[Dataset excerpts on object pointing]
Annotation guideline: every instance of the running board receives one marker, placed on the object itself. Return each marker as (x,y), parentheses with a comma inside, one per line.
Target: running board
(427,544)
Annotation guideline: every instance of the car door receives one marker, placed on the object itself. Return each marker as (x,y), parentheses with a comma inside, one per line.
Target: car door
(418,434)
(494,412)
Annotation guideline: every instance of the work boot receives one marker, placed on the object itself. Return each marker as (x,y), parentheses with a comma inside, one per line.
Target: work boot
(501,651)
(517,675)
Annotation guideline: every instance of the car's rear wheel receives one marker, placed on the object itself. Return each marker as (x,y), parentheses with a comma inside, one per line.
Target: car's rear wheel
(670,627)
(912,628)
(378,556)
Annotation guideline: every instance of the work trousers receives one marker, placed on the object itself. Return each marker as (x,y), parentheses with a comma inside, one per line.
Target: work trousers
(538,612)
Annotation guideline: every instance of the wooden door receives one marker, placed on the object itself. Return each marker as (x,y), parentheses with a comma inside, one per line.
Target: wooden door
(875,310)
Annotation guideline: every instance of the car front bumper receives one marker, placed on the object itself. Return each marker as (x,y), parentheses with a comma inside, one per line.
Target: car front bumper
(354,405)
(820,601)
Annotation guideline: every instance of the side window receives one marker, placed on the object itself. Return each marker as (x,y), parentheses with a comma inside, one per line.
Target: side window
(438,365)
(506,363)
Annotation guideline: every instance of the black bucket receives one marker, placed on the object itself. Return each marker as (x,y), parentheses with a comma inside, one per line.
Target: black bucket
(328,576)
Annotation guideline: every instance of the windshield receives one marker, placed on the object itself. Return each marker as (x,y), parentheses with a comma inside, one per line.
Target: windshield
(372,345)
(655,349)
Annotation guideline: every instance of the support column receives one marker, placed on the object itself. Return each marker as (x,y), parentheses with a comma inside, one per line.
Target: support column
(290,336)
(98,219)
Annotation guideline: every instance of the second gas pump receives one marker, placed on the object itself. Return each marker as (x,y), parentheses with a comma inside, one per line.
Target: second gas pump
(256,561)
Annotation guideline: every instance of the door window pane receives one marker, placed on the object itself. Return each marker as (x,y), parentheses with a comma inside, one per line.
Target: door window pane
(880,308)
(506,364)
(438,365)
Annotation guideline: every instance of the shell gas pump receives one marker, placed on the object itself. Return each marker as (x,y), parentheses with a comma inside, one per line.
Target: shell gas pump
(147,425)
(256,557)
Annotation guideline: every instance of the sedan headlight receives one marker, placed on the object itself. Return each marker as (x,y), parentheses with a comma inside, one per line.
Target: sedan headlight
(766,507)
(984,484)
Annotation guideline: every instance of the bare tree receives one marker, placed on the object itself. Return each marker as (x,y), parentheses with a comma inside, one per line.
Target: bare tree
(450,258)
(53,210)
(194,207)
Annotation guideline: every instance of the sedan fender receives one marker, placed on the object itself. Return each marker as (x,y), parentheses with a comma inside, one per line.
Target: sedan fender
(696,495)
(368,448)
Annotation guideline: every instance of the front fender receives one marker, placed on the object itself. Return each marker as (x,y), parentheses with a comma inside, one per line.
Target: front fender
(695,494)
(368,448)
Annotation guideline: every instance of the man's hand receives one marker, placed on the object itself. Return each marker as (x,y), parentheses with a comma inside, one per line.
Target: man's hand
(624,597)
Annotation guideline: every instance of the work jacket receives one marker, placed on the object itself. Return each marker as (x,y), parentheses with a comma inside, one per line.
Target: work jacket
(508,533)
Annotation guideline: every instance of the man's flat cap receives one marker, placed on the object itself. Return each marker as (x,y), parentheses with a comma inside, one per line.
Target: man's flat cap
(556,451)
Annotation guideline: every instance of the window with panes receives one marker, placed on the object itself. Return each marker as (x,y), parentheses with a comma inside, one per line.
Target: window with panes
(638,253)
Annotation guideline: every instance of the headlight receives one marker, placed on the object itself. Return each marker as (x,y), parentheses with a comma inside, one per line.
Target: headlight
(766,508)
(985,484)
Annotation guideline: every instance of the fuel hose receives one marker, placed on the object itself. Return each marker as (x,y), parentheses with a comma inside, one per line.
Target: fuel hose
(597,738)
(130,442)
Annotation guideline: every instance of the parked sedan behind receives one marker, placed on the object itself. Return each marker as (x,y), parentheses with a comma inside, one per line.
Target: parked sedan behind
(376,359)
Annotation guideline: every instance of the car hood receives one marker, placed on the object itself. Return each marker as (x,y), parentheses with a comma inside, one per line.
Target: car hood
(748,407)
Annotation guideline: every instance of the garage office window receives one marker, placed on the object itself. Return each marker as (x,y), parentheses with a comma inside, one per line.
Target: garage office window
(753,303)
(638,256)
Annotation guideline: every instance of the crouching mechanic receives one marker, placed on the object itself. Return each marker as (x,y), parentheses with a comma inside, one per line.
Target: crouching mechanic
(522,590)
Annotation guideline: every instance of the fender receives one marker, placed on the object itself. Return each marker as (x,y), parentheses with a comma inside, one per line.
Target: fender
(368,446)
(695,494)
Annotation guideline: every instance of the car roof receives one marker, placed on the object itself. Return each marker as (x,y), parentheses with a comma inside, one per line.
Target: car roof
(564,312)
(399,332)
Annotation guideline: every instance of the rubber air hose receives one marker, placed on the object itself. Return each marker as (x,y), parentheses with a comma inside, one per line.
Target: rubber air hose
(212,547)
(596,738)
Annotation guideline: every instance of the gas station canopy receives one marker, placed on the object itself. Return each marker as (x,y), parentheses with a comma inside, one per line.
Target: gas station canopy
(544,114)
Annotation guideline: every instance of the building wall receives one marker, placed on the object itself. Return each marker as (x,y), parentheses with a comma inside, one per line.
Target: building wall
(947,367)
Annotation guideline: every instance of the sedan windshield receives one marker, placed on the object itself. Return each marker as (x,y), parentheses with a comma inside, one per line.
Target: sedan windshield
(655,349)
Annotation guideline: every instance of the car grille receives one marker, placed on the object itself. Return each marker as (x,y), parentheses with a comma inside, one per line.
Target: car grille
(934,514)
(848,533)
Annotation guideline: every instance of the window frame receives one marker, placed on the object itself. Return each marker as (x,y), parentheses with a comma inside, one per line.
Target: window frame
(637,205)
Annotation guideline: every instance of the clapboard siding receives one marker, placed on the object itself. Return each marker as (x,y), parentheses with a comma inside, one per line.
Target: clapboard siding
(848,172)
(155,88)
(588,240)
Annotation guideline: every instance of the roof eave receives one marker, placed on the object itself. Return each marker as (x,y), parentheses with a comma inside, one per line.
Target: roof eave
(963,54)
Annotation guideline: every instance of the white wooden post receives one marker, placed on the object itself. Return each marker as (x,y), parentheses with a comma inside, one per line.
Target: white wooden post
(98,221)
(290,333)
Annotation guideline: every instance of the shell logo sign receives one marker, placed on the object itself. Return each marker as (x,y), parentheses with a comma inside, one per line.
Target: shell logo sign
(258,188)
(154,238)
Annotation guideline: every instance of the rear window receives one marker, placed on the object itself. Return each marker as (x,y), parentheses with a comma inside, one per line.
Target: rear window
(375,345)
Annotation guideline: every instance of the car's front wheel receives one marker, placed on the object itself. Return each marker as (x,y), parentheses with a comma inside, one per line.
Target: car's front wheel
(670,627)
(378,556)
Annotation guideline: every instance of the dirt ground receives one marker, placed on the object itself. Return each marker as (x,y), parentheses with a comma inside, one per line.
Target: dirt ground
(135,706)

» **SET PROBLEM**
Format the lines above as a numbered list, omitting any blank lines.

» **TASK RESULT**
1. Annotation guideline: every instance of the running board receives one marker, placed on the object itself. Return each marker as (x,y), parentheses with a comma inside, one per line.
2. Target: running board
3. (427,544)
4. Annotation guideline: every instance of the car door receives one marker, placed on the object itself. Return each marker as (x,y), parentheses with a comma inside, one per line.
5. Target: car door
6. (418,434)
7. (494,412)
8. Annotation guideline: every instance of the work boot receives one marker, placed on the object itself. Return each marker as (x,y), parentheses with a comma inside, one per line.
9. Target: work boot
10. (501,651)
11. (517,675)
12. Annotation guideline: every instance of the car's rear wheel receives one marker, placed on the object itself. Return each marker as (x,y), parentheses with a comma inside, one per line.
13. Target: car's rear wheel
14. (670,627)
15. (912,628)
16. (378,556)
17. Annotation guideline: every instance of the work trousers receives one marker, placed on the object itself. Return each marker as (x,y), parentheses with a comma inside, one per line.
18. Target: work trousers
19. (538,612)
20. Annotation guideline: every instance of the wooden door receives one marker, placed on the object itself. Return each marker as (x,y), parentheses with a comma inside, one per line.
21. Target: wooden door
22. (875,310)
23. Annotation guideline: every instance of the car front bumper receives one marker, placed on the object itself. Return each marker as (x,y), parentheses with a comma inside, one per line.
24. Target: car front bumper
25. (354,405)
26. (820,601)
27. Annotation guideline: every instance of the side window receives one marker, placed on the object itself. Return each marker as (x,y), parentheses with a comma inside, one per line.
28. Target: side window
29. (438,365)
30. (506,363)
31. Annotation guideline: every instance of the black bucket receives one marker, placed on the object itself. Return each marker as (x,y), parentheses with a comma inside, one per line.
32. Target: black bucket
33. (328,576)
34. Annotation guideline: every instance of the windshield receives one marker, placed on the object itself. Return each marker as (x,y), parentheses with a comma inside, one per line.
35. Target: windshield
36. (372,345)
37. (655,349)
38. Annotation guideline: every instance of the support column receives one marker, placed on the object itself. Return each marker as (x,y), parentheses with a comma inside, one per line.
39. Target: support column
40. (290,336)
41. (98,219)
42. Annotation guideline: every instance of the second gas pump receives one marker, placed on the object itself. Return each marker as (x,y), parentheses with a comma inside, one per line.
43. Target: second gas pump
44. (256,561)
45. Annotation guideline: every instance of the door window pane receives one marker, placed on the object itself. Return each marker as (x,y), parentheses with a comma inside, one per line.
46. Target: door window pane
47. (880,308)
48. (506,364)
49. (438,365)
50. Annotation guideline: every instance of the shell gas pump receives one marker, placed on the object itself. Return each marker as (x,y), parentheses with a comma inside, one per line.
51. Target: shell gas pump
52. (147,425)
53. (256,557)
54. Annotation guideline: every instance of the sedan headlight receives one marker, placed on the object itself. Return each marker as (x,y), parentheses with a comma inside, one per line.
55. Target: sedan headlight
56. (766,507)
57. (984,484)
58. Annotation guideline: every instance of the bare tree receives one marker, placed on the object itself. Return each marker as (x,y), parentheses with a comma inside, one per line.
59. Target: bare tree
60. (450,258)
61. (53,210)
62. (194,207)
63. Annotation guideline: every instance of the sedan fender receives one marker, placed on the object itself. Return each marker as (x,y), parentheses with a comma inside, one per line.
64. Target: sedan fender
65. (696,495)
66. (368,448)
67. Annotation guideline: every instance of the front fender receives one marker, placed on the object itself. Return each marker as (x,y), parentheses with a comma inside, one per line.
68. Target: front fender
69. (695,494)
70. (368,448)
71. Annotation guideline: every instance of the man's hand receives one marker, placed on the object itself. Return each marker as (x,y), parentheses with a comma inside, one per line.
72. Target: man's hand
73. (624,597)
74. Annotation guideline: every instance of the work jacket receives one marker, placed on the object itself. Return each marker as (x,y), parentheses with a comma inside, one per line.
75. Target: work jacket
76. (508,533)
77. Annotation guideline: every instance of the man's flat cap receives one marker, placed on the object itself. Return each marker as (x,y), parentheses with a comma inside, one per line.
78. Target: man's flat cap
79. (556,451)
80. Annotation guideline: every instance of the window with panes receives one marker, placed on the object itself. Return each marker as (x,y), parentheses with a comma inside, one per line.
81. Target: window with panes
82. (638,253)
83. Annotation guideline: every instance of the headlight receives one marker, placed on the object itself. Return each marker as (x,y), parentheses with a comma inside, one per line.
84. Target: headlight
85. (766,508)
86. (985,484)
87. Annotation guideline: every instance of the fuel hose receives one marker, placed on the object itself. Return each marker as (x,y), parentheses with a comma inside, one per line.
88. Target: fuel hose
89. (597,738)
90. (130,442)
91. Annotation guideline: every instance of the parked sedan behind receives one marker, placed on the object itself. Return each marker as (x,y), parentheses with a comma inside, one per line.
92. Target: parked sedan behind
93. (376,359)
94. Annotation guideline: every instance of the car hood receives one marker, placed on the object itself. Return each marker as (x,y), parentheses with a comma inside, one per line.
95. Target: car hood
96. (748,407)
97. Annotation guideline: every instance of the garage office window receives one marker, placed on the object itself. Return each marker as (x,y), parentheses with a comma inside, one per line.
98. Target: garage office window
99. (753,303)
100. (638,256)
101. Annotation guideline: every instance of the crouching mechanic receives one marker, placed on the object itself. Return each marker as (x,y), parentheses with a comma inside, one per line.
102. Target: crouching mechanic
103. (522,590)
104. Annotation guideline: every instance of the fender receives one marker, placed on the object itself. Return each marker as (x,y), parentheses with a comma inside, one per line.
105. Target: fender
106. (368,446)
107. (695,494)
108. Annotation guideline: every instance of the car roof receives one marker, placed on the object itself. Return each marker as (x,y), parentheses with a comma inside, one per line.
109. Target: car roof
110. (564,312)
111. (399,332)
112. Annotation guideline: every instance of the rubber air hose receives one marker, placed on the object itself. Return each marker as (x,y), parentheses with a comma inside, one per line.
113. Target: rubber air hose
114. (212,547)
115. (596,738)
116. Annotation guideline: every instance of the gas station canopy receives one marker, placed on the object itself. Return each marker as (x,y), parentheses with a comma inside, one per line.
117. Target: gas station canopy
118. (544,114)
119. Annotation guideline: every instance of the building wall receives one marker, placed on the object itself. Return each marker as (x,y), parentheses with a comma inside, one per line.
120. Target: building wall
121. (947,367)
122. Annotation guideline: every instance of the sedan windshield receives one marker, placed on the object itself. Return each marker as (x,y), parentheses with a comma inside, one per line.
123. Target: sedan windshield
124. (655,349)
125. Annotation guideline: every instance of the car grille receives one marker, placed on the object itself. Return each marker as (x,y), parentheses with a comma inside, one per line.
126. Target: car grille
127. (934,514)
128. (848,533)
129. Annotation guideline: every instance of the window frame receives one marker, placed on the object itself. Return each marker as (x,y), parentheses with a comma inside, one per line.
130. Target: window frame
131. (637,205)
132. Annotation guideline: every instance of the clapboard siding receives one marker, placed on the object itself. Return each marker as (x,y), parentheses with a comma inside, one per line.
133. Target: clapboard siding
134. (848,172)
135. (155,88)
136. (588,240)
137. Annotation guideline: every instance of the roof eave receives one marker, placed on the object itself. Return each marker as (x,y), parentheses with a comma inside, one per line.
138. Target: roof eave
139. (963,54)
140. Annotation guideline: every instance of the white wooden post receives one marker, placed on the object itself. Return each marker as (x,y), parentheses with a comma inside, one per line.
141. Target: white wooden post
142. (98,221)
143. (290,333)
144. Annotation guideline: every instance of the shell logo sign receives one marker, placed on the object itself. Return each marker as (x,y), parentheses with a comma inside, one per line.
145. Target: shell logo sign
146. (258,188)
147. (154,238)
148. Annotation guideline: every instance of the rear window receives one marker, placed on the object itself. Return each marker as (x,y), parentheses with a comma inside, one per line.
149. Target: rear window
150. (375,345)
151. Annotation guideline: every instance of the car's front wheel receives one marker, placed on the object itself. Return each marker as (x,y), parentheses with a comma inside, one per line.
152. Target: car's front wheel
153. (670,627)
154. (378,556)
155. Annotation guideline: every instance of the dirt ground receives one marker, placed on the object itself. Return each marker as (x,y), parentheses with a comma inside, one per line.
156. Target: dirt ground
157. (135,706)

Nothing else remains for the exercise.